- Information shown
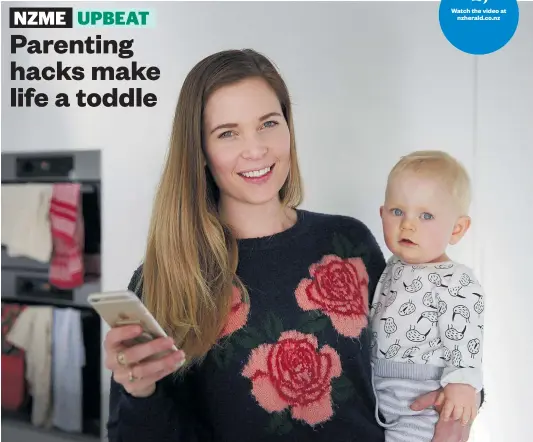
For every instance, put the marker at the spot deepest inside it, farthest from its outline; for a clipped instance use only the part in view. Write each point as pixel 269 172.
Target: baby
pixel 427 312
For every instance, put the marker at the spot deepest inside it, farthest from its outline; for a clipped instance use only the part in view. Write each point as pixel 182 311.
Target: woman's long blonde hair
pixel 191 256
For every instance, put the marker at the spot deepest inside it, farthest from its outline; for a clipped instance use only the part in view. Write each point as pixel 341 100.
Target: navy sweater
pixel 293 364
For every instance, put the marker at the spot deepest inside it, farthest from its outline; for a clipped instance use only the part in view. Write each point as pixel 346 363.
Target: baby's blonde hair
pixel 439 165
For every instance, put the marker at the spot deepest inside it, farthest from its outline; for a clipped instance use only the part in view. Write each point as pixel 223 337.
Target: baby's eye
pixel 397 212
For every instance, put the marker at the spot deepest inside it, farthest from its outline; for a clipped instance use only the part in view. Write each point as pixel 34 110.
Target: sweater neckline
pixel 278 239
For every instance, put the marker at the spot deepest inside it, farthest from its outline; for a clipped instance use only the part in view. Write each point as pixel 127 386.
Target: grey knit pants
pixel 397 385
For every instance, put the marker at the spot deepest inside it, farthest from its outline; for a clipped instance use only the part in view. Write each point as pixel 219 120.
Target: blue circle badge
pixel 478 26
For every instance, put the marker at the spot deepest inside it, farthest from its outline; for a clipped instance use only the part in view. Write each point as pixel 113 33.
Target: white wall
pixel 367 87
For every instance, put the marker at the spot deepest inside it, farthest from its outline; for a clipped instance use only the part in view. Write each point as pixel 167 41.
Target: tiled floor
pixel 18 432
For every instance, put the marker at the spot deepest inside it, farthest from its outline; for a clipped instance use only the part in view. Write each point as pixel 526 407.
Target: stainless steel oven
pixel 26 281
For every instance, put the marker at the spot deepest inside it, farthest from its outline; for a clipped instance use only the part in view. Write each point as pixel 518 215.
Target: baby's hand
pixel 458 402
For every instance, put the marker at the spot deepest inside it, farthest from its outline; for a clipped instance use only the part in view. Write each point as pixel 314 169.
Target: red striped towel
pixel 66 220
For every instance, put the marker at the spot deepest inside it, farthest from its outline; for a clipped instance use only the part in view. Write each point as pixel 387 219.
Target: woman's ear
pixel 459 230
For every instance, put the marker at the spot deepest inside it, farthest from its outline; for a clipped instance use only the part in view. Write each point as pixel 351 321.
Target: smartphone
pixel 125 308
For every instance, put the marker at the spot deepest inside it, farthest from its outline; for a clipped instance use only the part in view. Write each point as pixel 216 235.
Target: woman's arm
pixel 171 413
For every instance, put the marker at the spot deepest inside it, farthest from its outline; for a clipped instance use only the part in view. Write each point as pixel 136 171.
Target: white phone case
pixel 125 308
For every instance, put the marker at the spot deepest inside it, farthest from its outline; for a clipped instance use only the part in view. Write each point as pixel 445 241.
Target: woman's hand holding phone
pixel 135 367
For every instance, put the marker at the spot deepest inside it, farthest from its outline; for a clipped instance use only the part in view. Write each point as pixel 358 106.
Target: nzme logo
pixel 40 17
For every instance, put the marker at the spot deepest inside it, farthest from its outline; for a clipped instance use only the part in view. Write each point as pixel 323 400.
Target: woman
pixel 267 303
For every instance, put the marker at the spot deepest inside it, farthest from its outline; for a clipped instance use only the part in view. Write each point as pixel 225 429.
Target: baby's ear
pixel 459 230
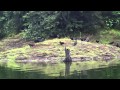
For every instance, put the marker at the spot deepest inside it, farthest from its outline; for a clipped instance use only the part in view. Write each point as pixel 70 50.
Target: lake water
pixel 58 71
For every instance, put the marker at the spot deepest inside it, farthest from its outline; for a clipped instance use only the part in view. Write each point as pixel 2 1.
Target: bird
pixel 39 40
pixel 61 43
pixel 31 44
pixel 97 41
pixel 111 42
pixel 75 43
pixel 71 38
pixel 117 45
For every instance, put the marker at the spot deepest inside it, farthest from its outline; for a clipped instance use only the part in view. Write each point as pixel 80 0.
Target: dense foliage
pixel 45 24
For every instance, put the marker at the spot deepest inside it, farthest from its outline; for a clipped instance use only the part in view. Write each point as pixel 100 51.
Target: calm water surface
pixel 58 71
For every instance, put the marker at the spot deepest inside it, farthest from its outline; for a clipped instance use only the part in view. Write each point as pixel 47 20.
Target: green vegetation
pixel 20 29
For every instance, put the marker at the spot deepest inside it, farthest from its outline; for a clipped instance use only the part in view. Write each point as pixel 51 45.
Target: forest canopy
pixel 34 24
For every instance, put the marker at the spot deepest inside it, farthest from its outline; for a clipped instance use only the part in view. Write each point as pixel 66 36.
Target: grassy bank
pixel 17 50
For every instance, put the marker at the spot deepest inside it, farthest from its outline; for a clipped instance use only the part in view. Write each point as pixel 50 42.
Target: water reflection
pixel 58 71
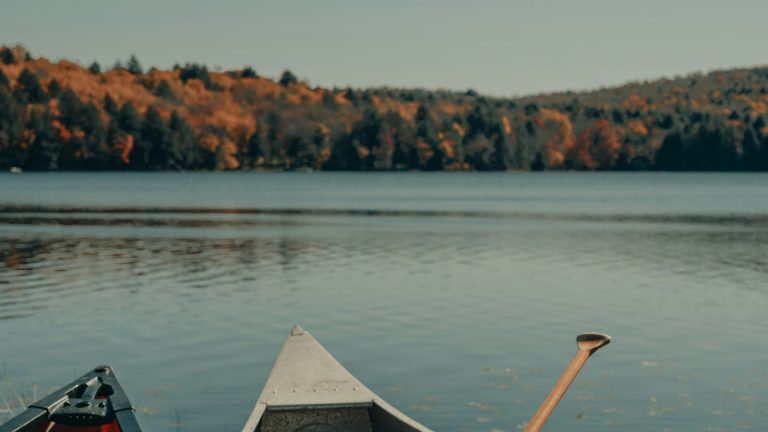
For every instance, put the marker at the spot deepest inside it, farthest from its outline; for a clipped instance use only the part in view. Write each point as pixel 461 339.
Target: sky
pixel 499 48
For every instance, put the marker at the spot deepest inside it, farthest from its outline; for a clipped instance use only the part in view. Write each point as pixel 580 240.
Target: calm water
pixel 456 297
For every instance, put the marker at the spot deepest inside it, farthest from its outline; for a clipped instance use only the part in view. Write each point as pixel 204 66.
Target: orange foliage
pixel 123 147
pixel 638 128
pixel 226 156
pixel 597 147
pixel 561 141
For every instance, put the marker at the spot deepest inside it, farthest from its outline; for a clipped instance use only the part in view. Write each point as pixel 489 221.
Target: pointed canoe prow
pixel 307 386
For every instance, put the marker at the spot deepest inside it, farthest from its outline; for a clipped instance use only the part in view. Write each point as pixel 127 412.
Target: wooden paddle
pixel 588 343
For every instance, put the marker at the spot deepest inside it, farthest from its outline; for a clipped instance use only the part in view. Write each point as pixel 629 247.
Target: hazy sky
pixel 496 47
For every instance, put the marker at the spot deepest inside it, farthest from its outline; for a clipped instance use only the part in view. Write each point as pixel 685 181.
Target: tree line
pixel 701 122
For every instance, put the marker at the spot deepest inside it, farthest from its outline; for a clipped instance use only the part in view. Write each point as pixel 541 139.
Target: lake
pixel 456 297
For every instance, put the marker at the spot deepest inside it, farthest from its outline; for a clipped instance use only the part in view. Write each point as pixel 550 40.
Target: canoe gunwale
pixel 300 380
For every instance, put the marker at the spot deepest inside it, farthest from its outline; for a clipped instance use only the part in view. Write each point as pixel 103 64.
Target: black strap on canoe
pixel 95 398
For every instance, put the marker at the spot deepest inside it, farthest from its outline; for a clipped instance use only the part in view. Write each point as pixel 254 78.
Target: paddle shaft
pixel 557 392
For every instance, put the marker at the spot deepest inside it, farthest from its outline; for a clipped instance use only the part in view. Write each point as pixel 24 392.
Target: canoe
pixel 310 391
pixel 95 402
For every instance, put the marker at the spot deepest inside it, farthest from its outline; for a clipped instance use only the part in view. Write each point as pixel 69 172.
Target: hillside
pixel 68 117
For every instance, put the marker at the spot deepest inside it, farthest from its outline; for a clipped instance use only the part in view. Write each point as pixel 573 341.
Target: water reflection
pixel 455 317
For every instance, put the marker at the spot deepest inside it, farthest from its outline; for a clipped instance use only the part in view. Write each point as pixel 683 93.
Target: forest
pixel 66 116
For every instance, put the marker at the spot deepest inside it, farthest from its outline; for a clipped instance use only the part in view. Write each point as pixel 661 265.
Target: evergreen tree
pixel 110 106
pixel 183 140
pixel 30 86
pixel 6 56
pixel 133 65
pixel 44 151
pixel 288 78
pixel 128 119
pixel 669 157
pixel 164 91
pixel 248 72
pixel 11 127
pixel 54 88
pixel 155 150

- Task details
Respond with the lines above, from the one that holds "pixel 254 78." to the end of the listing, each repeated exactly, and with no other material.

- Answer below
For every instance, put the marker at the spot deepest inside it, farthest from its outline; for a clipped instance use only the part in view. Write each point as pixel 254 78.
Target: paddle shaft
pixel 557 392
For every instance, put the marker at the spot deepest inside it, farthest from its outline; for a clipped instance use only the part in view. Write each point as pixel 24 392.
Target: canoe
pixel 310 391
pixel 95 402
For every instance, put the marker at the spot deepest inside it, farthest from its outline; for a clipped instance use only the part in view. Write each point as pixel 69 172.
Target: hillside
pixel 68 117
For every instance, put the marker at the spot deepest inside it, farthest from its outline; for a clipped instance use only the part in view. Write each point as pixel 573 341.
Target: water reflection
pixel 455 317
For every instance, put the marker at the spot deepest inside it, farthest from its outline; for a clipped instance use only the part in view. Write each point as pixel 683 93.
Target: forest
pixel 66 116
For every instance, put the marker at the spot deepest inside it, farthest from its outline; for a clipped instance use only the part in view. Write each point as pixel 661 265.
Target: evergreen tree
pixel 110 106
pixel 183 140
pixel 30 86
pixel 6 56
pixel 133 65
pixel 44 151
pixel 288 78
pixel 128 119
pixel 669 157
pixel 164 91
pixel 248 72
pixel 11 127
pixel 54 88
pixel 155 150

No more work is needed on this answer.